• **Extract provided**:
========
Rudy Giuliani's Melting Hair Dye 'Freak Show' Made Even Donald Trump Flinch - Newsweek
The Road to Jan 6 Final

Rudy Giuliani's Melting Hair Dye 'Freak Show' Made Even Donald Trump Flinch

In this daily series, Newsweek explores the steps that led to the January 6 Capitol Riot.

As hair dye dripped down the side of Rudy Giuliani's face during a November 19 press conference at Republican National Committee headquarters, many current and former Trumpers realized that Donald Trump's presidency was over.

"Oh my God, this is just like a freak show," said a West Wing staffer, according to "I Alone Can Fix It" by Carol D. Leonnig and Philip Rucker.

"You see f---ing Rudy's hair dye dripping down his face?" said a video operator on the audio of the Trump campaign's official video feed.

Giuliani talked and on, more and more frantic as the show dragged on for an hour and forty minutes, attacking the "fake media" and the "censored" media, who were televising the event.
========
• **Input data**:
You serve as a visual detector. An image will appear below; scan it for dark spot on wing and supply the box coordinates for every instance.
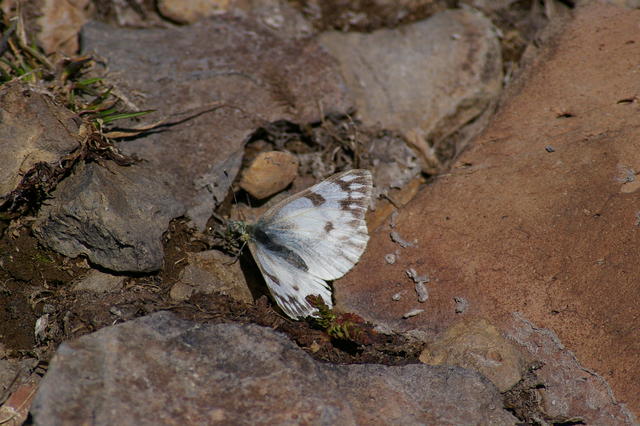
========
• **Required work**:
1 > Decide whether each statement agrees with the Giuliani press conference article. Answer yes or no for each, quoting the deciding words of the article. (a) The press conference was held at Republican National Committee headquarters. (b) The remark about hair dye heard on the campaign's video feed came from a West Wing staffer. (c) The event went on for an hour and forty minutes.
2 > Proceed with the Giuliani press conference article from the point where it stops.
The data comes from a separate source and has no connection to the article.

• **Results of the tasks**:
1 >
(a) Yes: "during a November 19 press conference at Republican National Committee headquarters"
(b) No: "said a video operator on the audio of the Trump campaign's official video feed"
(c) Yes: "as the show dragged on for an hour and forty minutes"

2 >
rudy giuliani
"Oh my God, this is just like a freak show": Even Donald Trump was unsettled by Rudy Giuliani's melting-hair-dye press conference. Drew Angerer/Getty

"I know crimes, I can smell them," Giuliani said. "You don't have to smell this one, I can prove it to you, 18 different ways. I can prove to you that he won, Pennsylvania, by 300,000 votes. I can prove to you that he won Michigan, probably 50,000 votes."

"You're lying! You're lying! You're lying!" Giuliani screamed at one reporter at one point.

It is a massive conspiracy personally directed by Joe Biden, but bankrolled by "communist money," to steal an election that "the president clearly won by a landslide," Giuliani sidekick Sidney Powell said. We are "uncovering more every day," Powell went on, "the massive influence of communist money through Venezuela, Cuba, and likely China in the interference in our elections."

Another Trump lawyer, Jenna Ellis, spoke up to assure the press that facts and figures were forthcoming.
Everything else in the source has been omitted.